■ WHAT IS EXPECTED ■
List every line of the listing that contains the string "bird", treating uppercase and lowercase letters as different.

■ Recorded data ■
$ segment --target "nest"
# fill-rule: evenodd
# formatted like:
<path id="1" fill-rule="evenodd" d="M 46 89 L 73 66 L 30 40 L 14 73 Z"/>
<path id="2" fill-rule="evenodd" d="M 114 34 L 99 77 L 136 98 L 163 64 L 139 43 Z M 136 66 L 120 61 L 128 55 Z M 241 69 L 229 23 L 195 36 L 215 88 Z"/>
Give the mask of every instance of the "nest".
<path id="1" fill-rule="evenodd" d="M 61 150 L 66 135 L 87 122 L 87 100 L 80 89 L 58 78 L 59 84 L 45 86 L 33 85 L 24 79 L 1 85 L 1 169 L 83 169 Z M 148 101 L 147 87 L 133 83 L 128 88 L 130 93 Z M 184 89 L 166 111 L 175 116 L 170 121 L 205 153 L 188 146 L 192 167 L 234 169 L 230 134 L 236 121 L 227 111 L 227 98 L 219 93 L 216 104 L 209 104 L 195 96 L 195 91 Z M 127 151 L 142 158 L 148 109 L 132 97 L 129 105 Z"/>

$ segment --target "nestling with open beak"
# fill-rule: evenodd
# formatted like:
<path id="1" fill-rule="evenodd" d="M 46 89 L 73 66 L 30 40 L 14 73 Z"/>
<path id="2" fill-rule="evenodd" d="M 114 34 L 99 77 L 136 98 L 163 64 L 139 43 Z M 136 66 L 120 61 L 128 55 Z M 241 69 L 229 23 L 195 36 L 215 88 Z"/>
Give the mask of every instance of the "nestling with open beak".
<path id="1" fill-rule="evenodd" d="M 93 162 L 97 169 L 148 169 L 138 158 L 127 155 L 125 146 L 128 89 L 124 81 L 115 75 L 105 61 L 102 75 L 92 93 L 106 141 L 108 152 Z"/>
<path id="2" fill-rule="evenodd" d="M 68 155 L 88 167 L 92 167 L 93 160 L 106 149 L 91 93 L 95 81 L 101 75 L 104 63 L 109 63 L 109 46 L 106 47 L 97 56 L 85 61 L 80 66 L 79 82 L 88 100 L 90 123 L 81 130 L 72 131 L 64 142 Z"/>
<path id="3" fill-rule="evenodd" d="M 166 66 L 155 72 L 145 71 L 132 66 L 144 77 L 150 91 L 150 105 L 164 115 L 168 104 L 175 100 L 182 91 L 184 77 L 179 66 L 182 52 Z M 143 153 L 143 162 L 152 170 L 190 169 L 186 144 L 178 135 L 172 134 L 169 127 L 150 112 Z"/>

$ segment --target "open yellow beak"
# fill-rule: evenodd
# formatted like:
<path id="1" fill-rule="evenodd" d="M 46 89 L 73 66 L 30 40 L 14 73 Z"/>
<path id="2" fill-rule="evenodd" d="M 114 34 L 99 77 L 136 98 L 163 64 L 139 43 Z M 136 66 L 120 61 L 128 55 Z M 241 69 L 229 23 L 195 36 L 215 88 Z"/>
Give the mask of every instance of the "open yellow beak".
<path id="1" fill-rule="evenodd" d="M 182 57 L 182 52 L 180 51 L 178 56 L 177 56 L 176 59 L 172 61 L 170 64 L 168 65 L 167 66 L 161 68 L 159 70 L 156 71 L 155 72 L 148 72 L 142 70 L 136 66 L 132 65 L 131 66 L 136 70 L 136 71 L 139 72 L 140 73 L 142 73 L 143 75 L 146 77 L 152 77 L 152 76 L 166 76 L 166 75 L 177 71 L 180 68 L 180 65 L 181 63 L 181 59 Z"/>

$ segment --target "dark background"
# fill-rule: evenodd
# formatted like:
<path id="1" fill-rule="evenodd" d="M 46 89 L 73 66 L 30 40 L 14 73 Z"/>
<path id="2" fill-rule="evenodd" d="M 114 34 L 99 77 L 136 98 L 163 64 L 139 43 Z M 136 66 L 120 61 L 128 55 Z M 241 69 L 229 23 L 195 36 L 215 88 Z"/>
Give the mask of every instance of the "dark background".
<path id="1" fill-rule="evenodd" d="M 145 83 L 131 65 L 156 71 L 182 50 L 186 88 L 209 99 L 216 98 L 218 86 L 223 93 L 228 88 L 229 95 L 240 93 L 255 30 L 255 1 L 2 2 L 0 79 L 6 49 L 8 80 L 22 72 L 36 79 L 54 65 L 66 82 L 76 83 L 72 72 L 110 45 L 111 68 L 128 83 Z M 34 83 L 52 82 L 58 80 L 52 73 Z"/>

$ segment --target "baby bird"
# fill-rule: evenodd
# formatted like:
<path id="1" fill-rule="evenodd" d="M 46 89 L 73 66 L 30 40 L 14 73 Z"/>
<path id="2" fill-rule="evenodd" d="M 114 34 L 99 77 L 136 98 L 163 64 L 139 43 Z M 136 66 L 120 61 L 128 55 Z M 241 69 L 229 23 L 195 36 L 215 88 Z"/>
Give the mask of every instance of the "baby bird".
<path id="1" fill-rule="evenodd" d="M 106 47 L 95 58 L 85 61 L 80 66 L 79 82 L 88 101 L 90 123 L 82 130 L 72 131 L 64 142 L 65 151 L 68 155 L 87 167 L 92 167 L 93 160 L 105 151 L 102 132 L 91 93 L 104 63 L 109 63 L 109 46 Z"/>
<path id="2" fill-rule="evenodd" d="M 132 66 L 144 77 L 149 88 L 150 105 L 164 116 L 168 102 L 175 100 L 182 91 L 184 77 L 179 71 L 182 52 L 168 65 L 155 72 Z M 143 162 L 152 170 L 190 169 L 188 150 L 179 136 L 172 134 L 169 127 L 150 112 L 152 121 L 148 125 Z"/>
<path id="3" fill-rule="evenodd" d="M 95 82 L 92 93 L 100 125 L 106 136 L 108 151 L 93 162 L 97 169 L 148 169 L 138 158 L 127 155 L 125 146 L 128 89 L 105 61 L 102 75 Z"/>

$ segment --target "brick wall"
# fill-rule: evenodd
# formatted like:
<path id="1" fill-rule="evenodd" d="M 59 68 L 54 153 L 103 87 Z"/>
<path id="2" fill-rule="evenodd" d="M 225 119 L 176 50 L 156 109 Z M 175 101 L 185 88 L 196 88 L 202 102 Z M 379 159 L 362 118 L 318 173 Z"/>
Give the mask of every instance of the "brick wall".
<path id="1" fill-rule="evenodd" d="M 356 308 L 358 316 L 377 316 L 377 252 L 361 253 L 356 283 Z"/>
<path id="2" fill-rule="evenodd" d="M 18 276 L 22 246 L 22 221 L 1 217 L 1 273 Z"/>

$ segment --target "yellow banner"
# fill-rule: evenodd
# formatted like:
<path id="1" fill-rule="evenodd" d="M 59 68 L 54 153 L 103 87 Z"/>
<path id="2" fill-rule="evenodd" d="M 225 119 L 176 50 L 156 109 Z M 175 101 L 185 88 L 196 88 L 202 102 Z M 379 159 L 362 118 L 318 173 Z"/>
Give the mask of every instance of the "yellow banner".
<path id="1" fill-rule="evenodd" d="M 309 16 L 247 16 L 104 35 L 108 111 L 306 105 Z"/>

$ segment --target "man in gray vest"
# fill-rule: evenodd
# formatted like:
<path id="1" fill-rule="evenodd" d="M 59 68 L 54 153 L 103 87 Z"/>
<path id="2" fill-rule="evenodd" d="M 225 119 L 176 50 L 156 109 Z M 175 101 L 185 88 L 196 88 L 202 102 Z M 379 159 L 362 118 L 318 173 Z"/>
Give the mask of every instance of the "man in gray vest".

■ EXERCISE RESPONSE ■
$ segment --target "baby bird"
Give the mask of every instance of the "baby bird".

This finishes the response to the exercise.